What you will do:
In the records that follow, find the line with "Practice. Pick out the child's fingers"; from there, retype every line exactly through the line with "Practice. Pick out the brown", which also belongs to the answer.

== Data supplied

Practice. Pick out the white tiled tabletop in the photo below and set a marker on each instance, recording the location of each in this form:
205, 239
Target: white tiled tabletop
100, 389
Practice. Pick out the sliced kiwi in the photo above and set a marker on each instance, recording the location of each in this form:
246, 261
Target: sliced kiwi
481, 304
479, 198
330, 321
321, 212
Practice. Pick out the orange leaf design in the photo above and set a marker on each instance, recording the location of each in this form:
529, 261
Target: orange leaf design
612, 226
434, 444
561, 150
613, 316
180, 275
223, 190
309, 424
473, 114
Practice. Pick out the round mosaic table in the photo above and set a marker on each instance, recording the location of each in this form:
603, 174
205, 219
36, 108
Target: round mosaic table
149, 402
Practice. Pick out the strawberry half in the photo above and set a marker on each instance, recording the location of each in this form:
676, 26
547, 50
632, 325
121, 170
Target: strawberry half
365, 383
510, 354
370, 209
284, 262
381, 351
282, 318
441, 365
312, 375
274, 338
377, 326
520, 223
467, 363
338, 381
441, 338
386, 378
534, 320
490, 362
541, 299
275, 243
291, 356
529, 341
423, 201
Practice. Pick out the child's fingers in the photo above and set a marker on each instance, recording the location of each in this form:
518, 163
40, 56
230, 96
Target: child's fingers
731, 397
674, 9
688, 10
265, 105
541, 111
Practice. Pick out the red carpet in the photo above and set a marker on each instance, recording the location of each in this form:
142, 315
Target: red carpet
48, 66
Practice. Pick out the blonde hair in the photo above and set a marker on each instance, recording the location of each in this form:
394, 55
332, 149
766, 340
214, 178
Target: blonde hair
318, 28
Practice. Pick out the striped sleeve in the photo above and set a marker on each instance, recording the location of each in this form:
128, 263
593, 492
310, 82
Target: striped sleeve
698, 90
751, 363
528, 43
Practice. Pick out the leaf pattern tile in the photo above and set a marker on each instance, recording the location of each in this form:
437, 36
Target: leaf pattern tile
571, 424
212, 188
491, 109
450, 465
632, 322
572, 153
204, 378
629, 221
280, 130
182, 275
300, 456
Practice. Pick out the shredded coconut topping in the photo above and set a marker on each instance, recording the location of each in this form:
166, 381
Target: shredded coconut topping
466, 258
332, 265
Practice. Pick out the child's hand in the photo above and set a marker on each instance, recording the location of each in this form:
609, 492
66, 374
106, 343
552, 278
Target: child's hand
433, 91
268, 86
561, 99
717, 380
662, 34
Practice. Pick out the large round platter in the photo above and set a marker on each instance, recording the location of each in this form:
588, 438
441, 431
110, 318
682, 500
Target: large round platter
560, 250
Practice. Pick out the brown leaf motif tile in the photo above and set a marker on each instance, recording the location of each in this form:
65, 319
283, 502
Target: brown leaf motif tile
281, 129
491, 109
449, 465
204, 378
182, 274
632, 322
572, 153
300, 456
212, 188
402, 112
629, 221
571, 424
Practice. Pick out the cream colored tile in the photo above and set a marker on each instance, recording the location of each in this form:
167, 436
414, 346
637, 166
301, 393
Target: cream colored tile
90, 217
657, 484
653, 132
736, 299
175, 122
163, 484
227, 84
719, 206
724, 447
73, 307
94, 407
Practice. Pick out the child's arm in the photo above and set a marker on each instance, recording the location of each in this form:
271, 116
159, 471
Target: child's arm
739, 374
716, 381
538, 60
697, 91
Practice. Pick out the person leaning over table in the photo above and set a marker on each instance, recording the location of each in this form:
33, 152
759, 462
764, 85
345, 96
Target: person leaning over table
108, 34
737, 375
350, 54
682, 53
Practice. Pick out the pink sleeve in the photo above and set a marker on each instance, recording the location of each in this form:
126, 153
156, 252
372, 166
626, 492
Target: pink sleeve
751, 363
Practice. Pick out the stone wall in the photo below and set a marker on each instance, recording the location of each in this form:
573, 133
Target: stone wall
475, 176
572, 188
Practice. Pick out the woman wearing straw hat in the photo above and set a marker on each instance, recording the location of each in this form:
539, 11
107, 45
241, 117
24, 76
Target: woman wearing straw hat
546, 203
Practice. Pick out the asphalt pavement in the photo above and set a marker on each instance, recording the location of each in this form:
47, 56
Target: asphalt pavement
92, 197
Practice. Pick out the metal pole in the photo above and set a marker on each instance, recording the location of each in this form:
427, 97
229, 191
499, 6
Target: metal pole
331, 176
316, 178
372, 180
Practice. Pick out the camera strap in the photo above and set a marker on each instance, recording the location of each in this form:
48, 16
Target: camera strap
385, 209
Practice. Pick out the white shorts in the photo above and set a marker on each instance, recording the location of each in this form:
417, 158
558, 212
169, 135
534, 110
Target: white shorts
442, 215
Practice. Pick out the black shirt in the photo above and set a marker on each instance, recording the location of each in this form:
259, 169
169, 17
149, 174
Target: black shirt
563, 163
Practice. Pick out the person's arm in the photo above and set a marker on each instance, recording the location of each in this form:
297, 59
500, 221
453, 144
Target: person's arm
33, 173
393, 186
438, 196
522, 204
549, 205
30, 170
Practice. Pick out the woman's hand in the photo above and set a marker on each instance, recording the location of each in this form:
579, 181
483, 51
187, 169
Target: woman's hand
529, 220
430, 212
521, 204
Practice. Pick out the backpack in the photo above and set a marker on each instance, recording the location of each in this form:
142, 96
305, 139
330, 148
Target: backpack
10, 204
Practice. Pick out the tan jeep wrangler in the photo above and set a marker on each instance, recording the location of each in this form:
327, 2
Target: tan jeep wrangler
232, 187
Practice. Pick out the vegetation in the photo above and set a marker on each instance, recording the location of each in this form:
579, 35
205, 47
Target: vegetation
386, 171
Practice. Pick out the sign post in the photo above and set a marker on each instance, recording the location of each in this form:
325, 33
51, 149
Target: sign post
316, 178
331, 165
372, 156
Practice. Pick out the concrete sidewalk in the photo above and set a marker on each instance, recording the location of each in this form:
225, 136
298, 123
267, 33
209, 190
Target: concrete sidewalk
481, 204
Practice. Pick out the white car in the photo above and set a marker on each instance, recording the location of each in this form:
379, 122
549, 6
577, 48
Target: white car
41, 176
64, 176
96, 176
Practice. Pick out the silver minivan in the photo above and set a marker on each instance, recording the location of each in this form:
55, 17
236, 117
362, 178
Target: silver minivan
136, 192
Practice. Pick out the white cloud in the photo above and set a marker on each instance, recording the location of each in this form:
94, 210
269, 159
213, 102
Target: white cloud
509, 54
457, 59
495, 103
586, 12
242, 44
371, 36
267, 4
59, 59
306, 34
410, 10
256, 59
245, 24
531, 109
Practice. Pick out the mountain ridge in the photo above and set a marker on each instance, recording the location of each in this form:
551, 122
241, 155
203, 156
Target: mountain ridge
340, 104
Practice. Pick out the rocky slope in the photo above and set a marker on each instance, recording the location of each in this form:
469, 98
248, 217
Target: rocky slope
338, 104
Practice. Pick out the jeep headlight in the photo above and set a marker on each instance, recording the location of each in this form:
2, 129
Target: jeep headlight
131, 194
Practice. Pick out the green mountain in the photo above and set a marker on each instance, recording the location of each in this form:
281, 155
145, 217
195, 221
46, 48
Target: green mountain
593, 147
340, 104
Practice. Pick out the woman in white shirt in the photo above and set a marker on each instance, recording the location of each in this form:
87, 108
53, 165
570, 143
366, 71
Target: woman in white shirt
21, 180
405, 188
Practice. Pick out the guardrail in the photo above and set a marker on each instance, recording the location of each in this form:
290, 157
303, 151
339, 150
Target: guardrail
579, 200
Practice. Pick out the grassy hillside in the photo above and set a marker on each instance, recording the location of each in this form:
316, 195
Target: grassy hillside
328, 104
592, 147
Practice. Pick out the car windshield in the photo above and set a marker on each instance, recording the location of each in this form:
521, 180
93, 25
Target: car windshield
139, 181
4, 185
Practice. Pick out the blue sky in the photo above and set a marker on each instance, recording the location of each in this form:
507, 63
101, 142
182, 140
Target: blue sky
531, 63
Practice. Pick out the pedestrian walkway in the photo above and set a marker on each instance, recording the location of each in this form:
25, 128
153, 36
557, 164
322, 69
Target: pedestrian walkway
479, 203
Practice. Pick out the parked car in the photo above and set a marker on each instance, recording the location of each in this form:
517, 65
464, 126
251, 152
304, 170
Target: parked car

====

Expected answer:
Practice. Pick out the child's fingers in the photo above and set a marker on each instance, recording the location of each in this form:
518, 163
40, 56
230, 96
Target: child's fingers
731, 397
674, 9
688, 10
265, 105
541, 111
Practice. Pick out the red carpet in the photo above and set a marker on each instance, recording the location of each in this form:
142, 315
Target: red carpet
48, 66
Practice. Pick out the blonde hair in the photo above and set a marker on each instance, recording the location of each in this form:
394, 55
332, 149
766, 340
214, 178
Target: blonde hair
318, 28
Practice. Pick out the striped sleeve in the photo above and set a marker on each instance, recording the location of each in this form:
128, 263
593, 492
310, 82
Target: striped sleeve
698, 90
751, 363
528, 43
Practice. Pick out the leaf pattern tile in the photo above and set a marker on each instance, recording the location of each in this form:
437, 36
Target: leaf pattern tile
571, 424
212, 188
491, 109
450, 465
632, 322
572, 153
204, 378
629, 221
280, 130
182, 275
300, 456
Practice. Pick out the shredded coconut topping in the photo above and set a marker on each instance, recording the location of each in this form:
166, 381
Target: shredded coconut topping
466, 258
332, 265
Practice. Pick out the child's hand in the photo above and set a marker on each instance, recording the location of each in this form:
609, 492
66, 374
106, 343
552, 278
Target: child's hand
433, 91
268, 86
561, 99
717, 380
662, 34
Practice. Pick out the large round platter in the photo above and set a marker on each instance, recording the location of each in this form:
588, 438
441, 431
110, 318
682, 500
Target: large round platter
560, 250
Practice. Pick out the brown leaf motif tile in the photo above and set a marker on each instance, recording the location of each in this form:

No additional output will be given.